------ Document section
# Window in a shower: another solution?



## jdbaum (Apr 26, 2007)

I'm buying a house that has an oddly laid out bathroom and small laundry room adjacent. I'd like the expand the laundry and reduce the bathroom. The biggest problem is that the easiest place to put the shower/tub is under a window, which is fairly new vinyl. Other threads have wisely suggested removing the window or replacing it with glass block. 
I've been thinking of another idea. I'd get a curtain rod like the kind you'd find above a clawfoot tub, that mounts from the ceiling and/or wall and circle the entire tub. The tub would be a drop-in type with a somewhat larger framed 'pedestal', not just an alcove type. Has anyone done or seen anything like this?
Thanks!


----------



## space_coyote (Nov 12, 2006)

I have a window in my shower... I kinda like it. Get some film (comes in a roll in different textures) and go for it.


----------



## daveincincy (Dec 28, 2005)

We have a window in our shower. I had similar concerns when we remodeled our master bath...fill it in, glass block, etc? I would have liked to have removed the window somehow, but then we'd have no natural light in the bathroom. Filling it in would have looked awful on the outside. We had the old masonite siding (wood that turns into a sponge when wet...was looking awful). We actually ended up redoing the windows and siding last year so I guess I could have removed it had I known we were going to redo the siding at the time....but it gets back to that lack of "natural light" thing I didn't want to get rid of. So we kept the window. It's been like that now for 2+ years with no issues. We tiled around it (all new concrete board), had everything sealed up good with silicone at all the seams, and had a limestone (about 3cm thick) window sill put in as well. I would like get some sort of rod and curtain to put in the window frame to keep water from directly splashing into the window itself, but I haven't really found anything that would compliment the whole thing instead of trash it up and look awkward.
------------
------ Extracted material
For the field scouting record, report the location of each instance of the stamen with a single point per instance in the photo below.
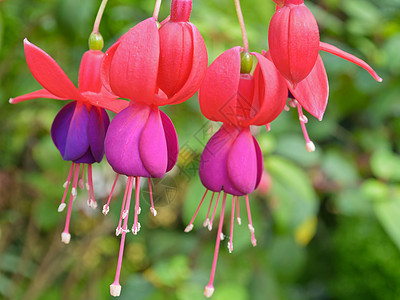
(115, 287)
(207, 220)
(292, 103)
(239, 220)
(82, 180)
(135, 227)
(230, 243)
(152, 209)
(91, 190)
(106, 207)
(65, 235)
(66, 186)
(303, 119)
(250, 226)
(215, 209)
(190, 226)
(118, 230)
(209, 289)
------------
● **What this task involves**
Could you carry on the forum thread about the window in a shower, picking up right after its last post?

● **Written response**
----------



## Brickie (Jun 16, 2006)

jdbaum said:


> I'm buying a house that has an oddly laid out bathroom and small laundry room adjacent. I'd like the expand the laundry and reduce the bathroom. The biggest problem is that the easiest place to put the shower/tub is under a window, which is fairly new vinyl. Other threads have wisely suggested removing the window or replacing it with glass block.
> I've been thinking of another idea. I'd get a curtain rod like the kind you'd find above a clawfoot tub, that mounts from the ceiling and/or wall and circle the entire tub. The tub would be a drop-in type with a somewhat larger framed 'pedestal', not just an alcove type. Has anyone done or seen anything like this?
> Thanks!


Glass block gives you plenty of light, as well as, security. They come in all types of sizes, colors, etc.,


----------



## Valerie Reddick (Aug 2, 2012)

I did this 4 1/2 yrs ago. ITs ok for a short time but it gets old quick. The curtains have to be washed allot. The paint peels behind it even with a ceiling fan installed. The claw tub rods are not cheap I paid nearly 250. for mine. The plastic walls suck up to you also which is kinda gross if your are already getting out. Also if you have others in your house sometimes they dont pay attention to placement of curtains so take care to cross over each on at least 4 inches or more mine are almost a ft. I get a pocketed curtain for the back rod which is most stable for all the stuff you need in there. I have no other place. I am about to do it right I hope. lol thats why I am here looking for ideas for the window water issue. Hope this helps if you have any ideas for me throw them at me. Thanks Valerie


----------



## Blondesense (Sep 23, 2008)

Old, old thread.

I did it for a seldom used shower.
OTOH it would be a PITA for one that is used daily.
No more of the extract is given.